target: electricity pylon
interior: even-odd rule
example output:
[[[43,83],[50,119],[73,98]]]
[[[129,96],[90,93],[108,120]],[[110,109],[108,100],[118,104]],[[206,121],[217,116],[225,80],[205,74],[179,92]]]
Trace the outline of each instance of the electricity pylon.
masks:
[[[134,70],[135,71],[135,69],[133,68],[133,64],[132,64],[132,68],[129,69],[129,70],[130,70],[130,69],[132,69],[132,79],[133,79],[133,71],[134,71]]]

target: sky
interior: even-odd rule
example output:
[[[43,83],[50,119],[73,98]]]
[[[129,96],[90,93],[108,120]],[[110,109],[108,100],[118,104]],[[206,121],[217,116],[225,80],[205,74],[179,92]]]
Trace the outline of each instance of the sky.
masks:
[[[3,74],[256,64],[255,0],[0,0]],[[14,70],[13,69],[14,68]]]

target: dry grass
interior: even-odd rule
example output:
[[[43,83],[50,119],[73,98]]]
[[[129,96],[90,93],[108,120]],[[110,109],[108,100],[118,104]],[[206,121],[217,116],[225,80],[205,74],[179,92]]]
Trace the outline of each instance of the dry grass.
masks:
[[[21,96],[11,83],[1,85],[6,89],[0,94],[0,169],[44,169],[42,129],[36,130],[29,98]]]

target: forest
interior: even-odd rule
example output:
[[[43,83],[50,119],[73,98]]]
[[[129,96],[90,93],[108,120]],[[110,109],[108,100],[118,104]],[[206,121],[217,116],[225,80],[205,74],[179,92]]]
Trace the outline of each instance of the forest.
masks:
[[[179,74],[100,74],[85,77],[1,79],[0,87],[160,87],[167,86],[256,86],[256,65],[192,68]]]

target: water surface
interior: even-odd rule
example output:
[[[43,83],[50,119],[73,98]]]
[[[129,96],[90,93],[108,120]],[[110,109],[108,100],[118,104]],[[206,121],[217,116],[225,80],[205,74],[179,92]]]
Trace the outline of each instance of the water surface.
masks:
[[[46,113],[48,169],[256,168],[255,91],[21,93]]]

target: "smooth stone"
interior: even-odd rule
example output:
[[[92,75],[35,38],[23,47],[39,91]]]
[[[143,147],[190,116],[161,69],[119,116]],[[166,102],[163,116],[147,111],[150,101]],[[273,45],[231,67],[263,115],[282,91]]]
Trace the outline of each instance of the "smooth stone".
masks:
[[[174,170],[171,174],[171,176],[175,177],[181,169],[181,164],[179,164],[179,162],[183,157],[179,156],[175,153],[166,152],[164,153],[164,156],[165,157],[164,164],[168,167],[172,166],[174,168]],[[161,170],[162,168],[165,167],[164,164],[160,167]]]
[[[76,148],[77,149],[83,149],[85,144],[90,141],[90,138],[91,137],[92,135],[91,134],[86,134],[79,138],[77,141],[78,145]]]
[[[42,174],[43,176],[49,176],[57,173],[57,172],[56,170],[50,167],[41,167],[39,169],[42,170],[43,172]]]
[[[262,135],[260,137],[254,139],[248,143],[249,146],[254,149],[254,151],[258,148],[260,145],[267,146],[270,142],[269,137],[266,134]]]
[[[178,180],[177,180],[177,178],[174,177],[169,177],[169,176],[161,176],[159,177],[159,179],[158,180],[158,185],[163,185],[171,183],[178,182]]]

WORK TO BE COMPLETED =
Copy every entry above line for line, with nothing changed.

COMPLETED TASK =
target: electricity pylon
interior: even-odd rule
example output:
[[[43,83],[50,119],[73,98]]]
[[[129,96],[90,93],[108,120]],[[110,109],[108,100],[118,104]],[[206,121],[217,116],[225,80],[205,74],[179,92]]]
Trace the outline of each instance of the electricity pylon.
masks:
[[[134,70],[135,71],[135,69],[133,68],[133,64],[132,64],[132,68],[129,69],[129,70],[130,70],[130,69],[132,69],[132,79],[133,79],[133,71],[134,71]]]

target: sky
interior: even-odd rule
example output:
[[[43,83],[50,119],[73,98]]]
[[[129,96],[90,93],[108,120]],[[110,109],[108,100],[118,104]],[[206,121],[217,116],[225,80],[205,74],[179,92]]]
Trace the outline of each instance of the sky.
masks:
[[[3,74],[256,64],[255,0],[0,0]],[[14,70],[13,69],[14,68]]]

target: dry grass
interior: even-odd rule
example output:
[[[43,83],[50,119],[73,98]]]
[[[129,96],[90,93],[108,120]],[[110,109],[108,100],[118,104]],[[206,121],[217,116],[225,80],[205,74],[179,92]]]
Trace the outline of each instance of the dry grass.
masks:
[[[21,96],[11,83],[1,85],[6,89],[0,94],[0,169],[44,169],[42,129],[36,130],[29,98]]]

target: forest
interior: even-odd rule
example output:
[[[43,83],[50,119],[73,98]]]
[[[129,96],[90,93],[108,120]],[[110,109],[108,100],[118,104]],[[206,121],[217,116],[225,80],[205,74],[179,92]]]
Trace the outline of each instance of the forest.
masks:
[[[179,74],[100,74],[85,77],[1,79],[0,87],[160,87],[167,86],[256,86],[256,65],[192,68]]]

target: water surface
interior: even-odd rule
example output:
[[[43,83],[50,119],[73,98]]]
[[[129,96],[90,93],[108,120]],[[110,109],[108,100],[118,104]],[[206,121],[217,116],[225,80],[205,74],[179,92]]]
Trace the outline of each instance of the water surface.
masks:
[[[46,113],[48,169],[256,168],[255,91],[21,93]]]

target: "smooth stone"
interior: even-odd rule
example output:
[[[92,75],[35,38],[23,47],[39,91]]]
[[[143,147],[190,116],[161,69],[119,116]],[[166,102],[163,116],[147,111],[150,101]],[[273,45],[231,67],[263,115],[282,91]]]
Trace the outline of each instance of the "smooth stone".
masks:
[[[174,170],[171,174],[171,176],[175,177],[181,169],[181,164],[179,164],[179,162],[183,157],[179,156],[175,153],[166,152],[164,153],[164,156],[165,157],[164,164],[168,167],[172,166],[174,168]],[[161,170],[162,168],[165,167],[164,164],[160,167]]]
[[[76,148],[77,149],[83,149],[85,144],[90,141],[90,138],[91,137],[92,135],[91,134],[86,134],[79,138],[77,141],[78,145]]]
[[[42,174],[43,176],[49,176],[57,173],[57,172],[56,170],[50,167],[41,167],[39,169],[42,170],[43,172]]]
[[[262,135],[260,137],[254,139],[248,143],[249,146],[254,149],[254,151],[258,148],[260,145],[267,146],[270,142],[269,137],[266,134]]]
[[[178,180],[177,180],[177,178],[174,177],[169,177],[169,176],[161,176],[159,177],[159,179],[158,180],[158,185],[163,185],[171,183],[178,182]]]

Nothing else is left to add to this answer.